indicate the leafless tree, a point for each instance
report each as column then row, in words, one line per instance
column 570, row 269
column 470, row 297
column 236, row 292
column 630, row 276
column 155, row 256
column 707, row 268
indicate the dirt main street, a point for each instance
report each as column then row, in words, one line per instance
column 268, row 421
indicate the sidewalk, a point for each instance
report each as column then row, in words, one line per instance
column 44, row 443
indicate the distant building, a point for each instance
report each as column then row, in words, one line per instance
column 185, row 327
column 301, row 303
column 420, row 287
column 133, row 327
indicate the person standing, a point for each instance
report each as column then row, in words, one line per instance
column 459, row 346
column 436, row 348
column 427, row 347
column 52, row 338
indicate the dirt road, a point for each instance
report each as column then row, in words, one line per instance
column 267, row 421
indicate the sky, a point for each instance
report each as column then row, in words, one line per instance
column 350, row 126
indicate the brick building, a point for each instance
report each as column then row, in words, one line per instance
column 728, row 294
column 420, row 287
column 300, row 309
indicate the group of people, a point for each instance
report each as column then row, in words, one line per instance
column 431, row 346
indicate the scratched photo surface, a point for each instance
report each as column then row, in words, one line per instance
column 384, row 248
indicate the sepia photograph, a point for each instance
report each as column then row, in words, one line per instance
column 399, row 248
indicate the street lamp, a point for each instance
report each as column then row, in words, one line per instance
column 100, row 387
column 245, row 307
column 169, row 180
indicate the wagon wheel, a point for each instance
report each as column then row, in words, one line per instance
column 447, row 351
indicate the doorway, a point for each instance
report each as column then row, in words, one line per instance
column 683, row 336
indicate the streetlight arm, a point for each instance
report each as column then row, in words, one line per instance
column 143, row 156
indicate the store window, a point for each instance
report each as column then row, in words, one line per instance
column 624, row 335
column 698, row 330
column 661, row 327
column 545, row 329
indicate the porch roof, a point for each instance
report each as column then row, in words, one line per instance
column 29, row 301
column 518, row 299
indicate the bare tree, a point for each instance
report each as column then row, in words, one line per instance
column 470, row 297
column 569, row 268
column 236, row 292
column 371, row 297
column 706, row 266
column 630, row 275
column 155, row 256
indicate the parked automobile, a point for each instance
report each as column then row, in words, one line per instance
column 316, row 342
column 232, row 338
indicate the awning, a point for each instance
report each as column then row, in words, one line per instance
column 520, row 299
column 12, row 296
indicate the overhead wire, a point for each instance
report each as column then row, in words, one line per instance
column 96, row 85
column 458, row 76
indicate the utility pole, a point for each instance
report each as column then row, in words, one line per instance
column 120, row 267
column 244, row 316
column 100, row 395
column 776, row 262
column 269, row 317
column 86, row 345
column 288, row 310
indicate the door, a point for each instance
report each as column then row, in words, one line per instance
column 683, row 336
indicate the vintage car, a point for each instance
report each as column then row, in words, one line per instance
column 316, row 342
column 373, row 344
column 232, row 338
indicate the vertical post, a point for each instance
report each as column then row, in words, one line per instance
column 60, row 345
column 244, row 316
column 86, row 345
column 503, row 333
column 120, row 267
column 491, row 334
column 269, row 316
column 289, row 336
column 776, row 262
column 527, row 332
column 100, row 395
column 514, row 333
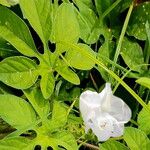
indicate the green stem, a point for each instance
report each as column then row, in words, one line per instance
column 110, row 9
column 96, row 61
column 123, row 33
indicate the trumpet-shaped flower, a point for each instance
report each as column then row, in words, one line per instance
column 104, row 113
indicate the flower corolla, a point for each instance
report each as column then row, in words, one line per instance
column 104, row 113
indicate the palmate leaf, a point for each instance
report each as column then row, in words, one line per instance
column 63, row 69
column 87, row 19
column 6, row 49
column 15, row 31
column 79, row 60
column 132, row 54
column 136, row 139
column 113, row 145
column 18, row 143
column 143, row 122
column 47, row 84
column 59, row 116
column 38, row 14
column 139, row 17
column 66, row 27
column 19, row 72
column 5, row 3
column 39, row 103
column 144, row 81
column 16, row 111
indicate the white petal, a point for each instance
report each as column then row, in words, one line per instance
column 120, row 110
column 89, row 103
column 106, row 96
column 102, row 126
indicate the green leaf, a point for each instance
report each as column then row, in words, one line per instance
column 101, row 6
column 19, row 72
column 66, row 26
column 59, row 116
column 136, row 139
column 144, row 81
column 39, row 103
column 139, row 17
column 113, row 145
column 143, row 122
column 132, row 55
column 5, row 3
column 67, row 73
column 38, row 14
column 14, row 30
column 86, row 19
column 16, row 111
column 67, row 138
column 79, row 60
column 19, row 143
column 6, row 50
column 47, row 84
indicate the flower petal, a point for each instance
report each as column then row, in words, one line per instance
column 106, row 96
column 102, row 126
column 120, row 110
column 89, row 102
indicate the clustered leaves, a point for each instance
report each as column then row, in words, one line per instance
column 49, row 51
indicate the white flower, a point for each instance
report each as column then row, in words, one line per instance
column 104, row 113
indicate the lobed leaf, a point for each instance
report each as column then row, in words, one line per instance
column 19, row 143
column 15, row 31
column 78, row 60
column 66, row 73
column 47, row 84
column 143, row 122
column 132, row 54
column 136, row 139
column 38, row 14
column 113, row 145
column 39, row 103
column 19, row 72
column 139, row 17
column 144, row 81
column 66, row 27
column 16, row 111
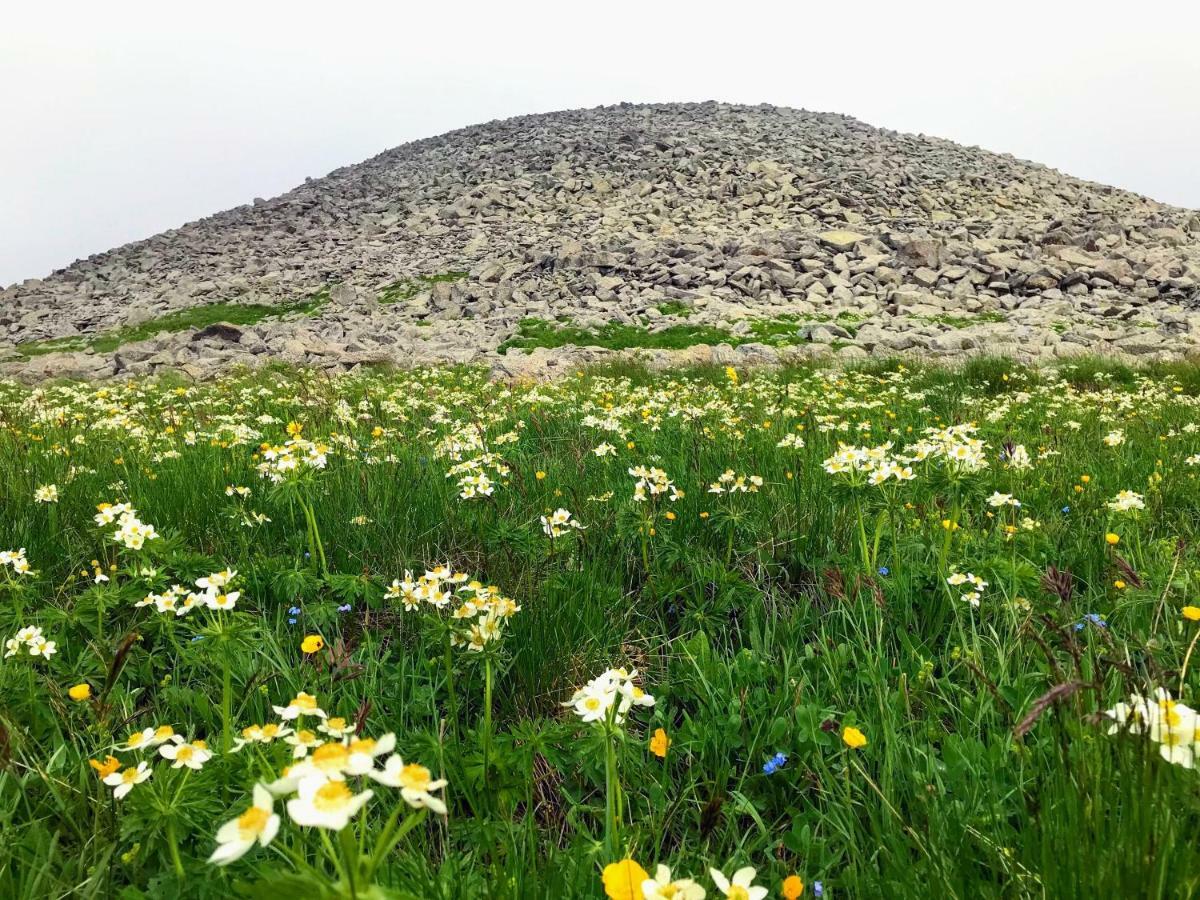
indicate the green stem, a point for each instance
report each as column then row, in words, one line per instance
column 612, row 795
column 227, row 705
column 351, row 857
column 487, row 715
column 391, row 837
column 173, row 843
column 450, row 688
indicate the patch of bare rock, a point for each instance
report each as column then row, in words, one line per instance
column 654, row 216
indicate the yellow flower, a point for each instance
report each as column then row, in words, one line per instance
column 660, row 742
column 79, row 691
column 853, row 738
column 623, row 880
column 106, row 768
column 312, row 643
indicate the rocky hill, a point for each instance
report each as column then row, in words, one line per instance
column 759, row 231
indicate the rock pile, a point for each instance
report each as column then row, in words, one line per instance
column 651, row 216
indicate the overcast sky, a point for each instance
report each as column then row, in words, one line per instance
column 120, row 119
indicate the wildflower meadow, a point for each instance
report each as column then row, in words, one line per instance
column 871, row 633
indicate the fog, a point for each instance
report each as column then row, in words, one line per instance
column 120, row 120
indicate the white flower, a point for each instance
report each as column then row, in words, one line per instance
column 193, row 754
column 741, row 886
column 363, row 753
column 149, row 738
column 558, row 523
column 301, row 705
column 660, row 887
column 225, row 600
column 258, row 823
column 1127, row 501
column 323, row 803
column 46, row 493
column 415, row 784
column 124, row 781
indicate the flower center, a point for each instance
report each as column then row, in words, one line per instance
column 331, row 796
column 415, row 777
column 252, row 822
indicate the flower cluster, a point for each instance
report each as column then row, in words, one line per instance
column 1168, row 723
column 131, row 532
column 30, row 640
column 729, row 483
column 211, row 592
column 868, row 465
column 484, row 609
column 1127, row 502
column 975, row 592
column 293, row 457
column 954, row 447
column 318, row 785
column 559, row 522
column 16, row 561
column 467, row 448
column 653, row 483
column 610, row 695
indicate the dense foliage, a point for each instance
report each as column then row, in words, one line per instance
column 879, row 633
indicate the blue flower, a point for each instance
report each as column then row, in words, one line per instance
column 774, row 763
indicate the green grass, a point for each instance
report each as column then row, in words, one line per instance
column 405, row 289
column 179, row 321
column 762, row 623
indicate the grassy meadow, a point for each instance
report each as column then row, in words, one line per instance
column 880, row 633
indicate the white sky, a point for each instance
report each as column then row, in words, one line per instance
column 121, row 119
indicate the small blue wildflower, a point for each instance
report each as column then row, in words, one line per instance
column 774, row 763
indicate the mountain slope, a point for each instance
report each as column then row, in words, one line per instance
column 781, row 225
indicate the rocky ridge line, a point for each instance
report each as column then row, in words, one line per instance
column 709, row 214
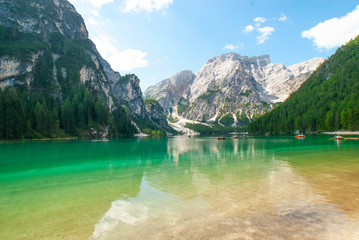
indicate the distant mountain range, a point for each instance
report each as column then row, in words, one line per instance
════════════════════
[WHAT TO DO] Every line above from the line with "indicate the wagon" to the line with "indicate the vertical" is wanted, ends included; write them out exactly and add no other line.

[ANSWER BOX]
indicate the wagon wheel, a point for each instance
report each as column then row, in words, one line per instance
column 447, row 351
indicate the doorway, a point for each instance
report each as column then row, in words, one line per instance
column 683, row 336
indicate the streetlight arm, a point for each instance
report each as column then row, in words, one line per instance
column 143, row 156
indicate the store window, a point for each instance
report each as column then row, in words, one line per instance
column 624, row 335
column 698, row 330
column 661, row 327
column 545, row 329
indicate the porch roof, a point for each instance
report each as column then row, in words, one line per instance
column 29, row 301
column 518, row 299
indicate the bare tree, a point for each instance
report each as column then row, in words, one line per instance
column 470, row 297
column 569, row 268
column 236, row 292
column 371, row 297
column 706, row 266
column 630, row 275
column 155, row 256
indicate the parked automobile, a point for each instance
report each as column then row, in words, one line per instance
column 316, row 342
column 232, row 338
indicate the awning, a point for each instance
report each as column then row, in words, one line per instance
column 520, row 299
column 12, row 296
indicate the overhead wire, a point for each instance
report each as column then row, in words, one line per instance
column 96, row 85
column 458, row 76
indicate the utility pole, a point for each instance
report each as column then row, in words, one line per instance
column 120, row 267
column 244, row 316
column 100, row 395
column 776, row 262
column 269, row 317
column 86, row 345
column 288, row 310
indicate the door, a point for each instance
report each as column then row, in words, one line per instance
column 683, row 336
indicate the vintage car, a point for each instance
report each as column then row, in words, one line per instance
column 316, row 342
column 373, row 344
column 232, row 338
indicate the vertical post, a point for each instance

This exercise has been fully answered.